**Given instruction:**
Go through the listing and copy every line word for word.

**Data shown:**
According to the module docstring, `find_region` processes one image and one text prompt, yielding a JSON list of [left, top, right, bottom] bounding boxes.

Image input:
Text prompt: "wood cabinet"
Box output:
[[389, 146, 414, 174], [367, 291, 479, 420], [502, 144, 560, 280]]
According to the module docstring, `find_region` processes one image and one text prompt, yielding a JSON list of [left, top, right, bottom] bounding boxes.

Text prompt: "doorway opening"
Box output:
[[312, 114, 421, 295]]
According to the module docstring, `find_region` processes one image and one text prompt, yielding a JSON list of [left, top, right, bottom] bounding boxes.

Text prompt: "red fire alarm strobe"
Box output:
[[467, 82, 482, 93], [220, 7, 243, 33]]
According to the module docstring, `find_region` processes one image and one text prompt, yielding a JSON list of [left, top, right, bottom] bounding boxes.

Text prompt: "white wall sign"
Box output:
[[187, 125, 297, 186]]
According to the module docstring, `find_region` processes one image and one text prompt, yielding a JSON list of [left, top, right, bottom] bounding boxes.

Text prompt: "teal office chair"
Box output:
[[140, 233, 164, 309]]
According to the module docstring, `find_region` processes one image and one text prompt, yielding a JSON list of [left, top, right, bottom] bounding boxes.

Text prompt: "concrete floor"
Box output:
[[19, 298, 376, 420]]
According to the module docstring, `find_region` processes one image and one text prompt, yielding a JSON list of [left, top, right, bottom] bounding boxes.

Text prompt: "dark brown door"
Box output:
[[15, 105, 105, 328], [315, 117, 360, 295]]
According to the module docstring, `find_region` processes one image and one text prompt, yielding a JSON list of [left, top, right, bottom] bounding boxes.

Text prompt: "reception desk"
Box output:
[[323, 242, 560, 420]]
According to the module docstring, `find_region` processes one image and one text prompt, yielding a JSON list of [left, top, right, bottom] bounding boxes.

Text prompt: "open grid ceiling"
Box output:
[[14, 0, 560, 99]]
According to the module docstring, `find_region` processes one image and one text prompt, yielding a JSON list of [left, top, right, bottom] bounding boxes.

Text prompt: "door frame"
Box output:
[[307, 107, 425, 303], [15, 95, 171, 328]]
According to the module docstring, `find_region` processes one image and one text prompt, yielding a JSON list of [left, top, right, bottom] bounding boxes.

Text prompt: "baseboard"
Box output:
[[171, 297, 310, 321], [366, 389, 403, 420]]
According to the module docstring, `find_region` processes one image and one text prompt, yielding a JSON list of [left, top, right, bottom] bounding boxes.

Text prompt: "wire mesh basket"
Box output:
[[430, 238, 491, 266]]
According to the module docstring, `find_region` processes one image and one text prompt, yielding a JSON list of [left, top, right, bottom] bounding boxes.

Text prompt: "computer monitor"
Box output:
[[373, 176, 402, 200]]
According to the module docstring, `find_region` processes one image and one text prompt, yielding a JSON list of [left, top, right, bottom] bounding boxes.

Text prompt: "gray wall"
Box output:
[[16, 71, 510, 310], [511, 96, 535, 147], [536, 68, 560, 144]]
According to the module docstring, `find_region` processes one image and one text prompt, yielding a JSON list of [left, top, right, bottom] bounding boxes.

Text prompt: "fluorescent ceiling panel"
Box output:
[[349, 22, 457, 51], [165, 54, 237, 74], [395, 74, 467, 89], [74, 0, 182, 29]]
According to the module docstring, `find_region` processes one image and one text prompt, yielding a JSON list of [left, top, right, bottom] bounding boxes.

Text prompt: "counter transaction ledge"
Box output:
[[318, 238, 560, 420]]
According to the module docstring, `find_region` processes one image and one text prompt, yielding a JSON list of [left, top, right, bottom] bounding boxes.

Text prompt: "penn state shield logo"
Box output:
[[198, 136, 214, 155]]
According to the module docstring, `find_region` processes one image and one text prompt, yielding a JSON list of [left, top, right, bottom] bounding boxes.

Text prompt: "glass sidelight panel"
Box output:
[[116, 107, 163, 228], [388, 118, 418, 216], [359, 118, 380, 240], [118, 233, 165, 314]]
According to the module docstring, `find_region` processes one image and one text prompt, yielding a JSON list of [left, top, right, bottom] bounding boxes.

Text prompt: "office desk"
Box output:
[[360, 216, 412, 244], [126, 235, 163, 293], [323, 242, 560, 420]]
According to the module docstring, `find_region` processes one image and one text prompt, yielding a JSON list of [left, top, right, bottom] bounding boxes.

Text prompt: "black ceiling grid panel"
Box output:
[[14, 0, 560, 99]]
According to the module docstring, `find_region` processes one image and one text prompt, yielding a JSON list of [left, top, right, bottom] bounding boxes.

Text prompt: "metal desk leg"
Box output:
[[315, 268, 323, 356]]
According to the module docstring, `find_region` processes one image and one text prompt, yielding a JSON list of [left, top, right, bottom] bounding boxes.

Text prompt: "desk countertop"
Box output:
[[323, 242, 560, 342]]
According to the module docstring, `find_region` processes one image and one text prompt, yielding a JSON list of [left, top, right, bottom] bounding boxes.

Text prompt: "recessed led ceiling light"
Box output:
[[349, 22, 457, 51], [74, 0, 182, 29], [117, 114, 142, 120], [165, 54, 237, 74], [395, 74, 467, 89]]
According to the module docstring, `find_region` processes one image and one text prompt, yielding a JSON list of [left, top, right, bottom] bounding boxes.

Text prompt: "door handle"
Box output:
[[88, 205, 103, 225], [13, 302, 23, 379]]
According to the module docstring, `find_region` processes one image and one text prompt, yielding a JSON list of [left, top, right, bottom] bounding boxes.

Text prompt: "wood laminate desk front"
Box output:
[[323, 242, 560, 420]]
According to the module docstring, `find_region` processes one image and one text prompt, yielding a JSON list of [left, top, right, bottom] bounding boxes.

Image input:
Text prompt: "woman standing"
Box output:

**Written response:**
According to the module docstring, `find_region` processes one image and one text prompt, yielding a JSON list of [left, top, right, bottom] bounding boxes.

Image input:
Text prompt: "wood cabinet"
Box output:
[[389, 146, 414, 174], [367, 291, 479, 420], [502, 144, 560, 280]]
According to the module docstring, `find_region` processes one image and one text prompt, yielding a JSON list of [left, top, right, bottom] bounding boxes.

Text prompt: "doorway opening"
Box output:
[[312, 114, 421, 295]]
According to the module docstring, `find_region` processes one image and one text prompt, yielding a JSON list of [left, top, right, bottom] bounding boxes.

Text prompt: "red fire alarm strobe"
Box output:
[[467, 82, 482, 93], [220, 7, 243, 33]]
According to the module docstring, `find_region` processes one image and one text prompt, yielding a JSON list of [left, top, right, bottom] bounding boxes.

Text prompt: "white wall sign"
Box output:
[[187, 125, 297, 186]]
According to the module docstring, `find_region` processes one image and one text prompt, yielding a JSON list of [left, top, right, bottom] bounding boxes.

Text prompt: "teal office chair"
Box output:
[[140, 233, 164, 309]]
According to the module docstring, `find_region` processes one image and one text prompt, yielding a JSON list of [left, top, right, bottom] bounding boxes.

Text prompt: "concrete floor"
Box output:
[[19, 298, 376, 420]]
According to the module docstring, `find_region` processes one image and one text prompt, yielding a JSON list of [left, top, right, bottom] bounding boxes.

Text prompt: "dark brown door"
Box output:
[[15, 105, 105, 328], [315, 117, 360, 295]]
According to the module docstring, `find_region` processes one image and one text prompt, yielding a JSON list of [left, top, right, bottom] bounding boxes.

Text prompt: "reception desk"
Box output:
[[323, 242, 560, 420]]
According to the module docstring, `find_region` processes one image and one text prompt, yielding a JSON list of [left, top, right, bottom] bounding boxes.

Text prompt: "open grid ceiling"
Box output:
[[14, 0, 560, 99]]
According to the module docstring, `find_region` processes one image and one text prompt, yielding a JSON list of [left, top, right, bottom] bounding boxes.

Text prompt: "door frame"
Box output:
[[307, 107, 425, 303], [15, 95, 171, 328]]
According to the module docstring, `find_region` processes one image and one text prompt, yielding a JSON list of [left, top, right, bottom] bounding boxes.

Text prompt: "baseboard"
Box output:
[[171, 297, 310, 321], [366, 389, 403, 420]]
According to the module docstring, `find_region` processes one image and one text prompt, yielding a JSON list of [left, top, right, bottom] bounding boxes.

Text prompt: "wire mesh basket"
Box output:
[[430, 238, 491, 266]]
According to the module docstring, `find_region` processes one image and one text prompt, yielding a JSON list of [left, top, right, bottom] bounding boxes.

Text prompt: "computer monitor"
Box output:
[[373, 176, 402, 200]]
According to the module docstring, `find_region` processes one image and one text prompt, yielding a JSON list of [left, top, right, bottom] bounding boxes.

Text prompt: "gray wall"
Box output:
[[16, 71, 510, 310], [511, 96, 535, 147], [536, 68, 560, 144]]
According to the module docstring, `find_region` processes one image and one text prompt, yielding a JSON list of [left, top, right, bottom] bounding boxes.

Text prompt: "fluorescent ceiling panel"
Box output:
[[349, 22, 457, 51], [165, 54, 237, 74], [395, 74, 467, 89], [74, 0, 182, 29]]
According to the module docstring, `find_region` processes one image and one text prompt, yielding a JSON list of [left, top, right, bottom] bounding boxes.

Text prompt: "counter transaction ledge"
Box output:
[[318, 238, 560, 420]]
According to the module docstring, `find_region` processes one image and one text prompt, yielding a JSON list of [left, top, right, bottom] bounding boxes.

Text prompt: "penn state shield logo"
Box output:
[[198, 136, 214, 155]]
According to the module docstring, `find_region` processes one image and one text prompt, yielding a JSON list of [left, top, right, bottom] bounding boxes.

Text prompt: "glass sidelight panel"
Box output:
[[116, 107, 163, 228], [388, 118, 418, 216], [359, 118, 380, 240], [118, 233, 165, 314]]
According to the module docstring, `find_region` processes one image and one text prompt, yielding a JSON list of [left, top, right, bottom] bounding boxes.

Text prompt: "office desk"
Box output:
[[360, 216, 412, 244], [126, 235, 163, 293], [323, 242, 560, 420]]
According to the module docstring, `find_region` processes one image and one text prompt, yielding a JSON list of [left, top, right, bottom] bounding boxes.

Text prompt: "black ceiling grid panel"
Box output:
[[14, 0, 560, 99]]
According to the module docstring, `find_region` processes one image and one text prompt, yielding a JSON list of [left, top, right, bottom] bounding boxes.

Text prompt: "metal desk leg"
Box output:
[[315, 268, 323, 356]]
According to the module docstring, `find_region` processes one image and one text prompt, yielding a JSON list of [left, top, right, bottom] bounding boxes.

Text prompt: "desk countertop"
Box output:
[[323, 242, 560, 342]]
According to the module docstring, `find_region` processes one image and one text prompt, yielding a JSON list of [left, top, right, bottom] bounding boxes.

Text prompt: "recessed led ceiling light"
Box output:
[[349, 22, 457, 51], [74, 0, 182, 29], [117, 114, 142, 120], [165, 54, 237, 74], [395, 74, 467, 89]]
According to the module docstring, `find_region` processes one image and one text prompt, yielding a JSON list of [left, top, right, bottom] bounding boxes.

Text prompt: "door handle"
Box output:
[[88, 205, 103, 225], [13, 302, 23, 379]]
According to the module docstring, `find_region` processes one image and one text prompt, yielding a JSON list of [left, top, right, bottom] bounding boxes.

Text prompt: "wood laminate desk front"
Box output:
[[323, 242, 560, 420]]
According to the module docstring, `find_region` processes one image and one text prompt, yielding a JSON list of [left, top, right, bottom] bounding boxes.

Image input:
Text prompt: "woman standing"
Box output:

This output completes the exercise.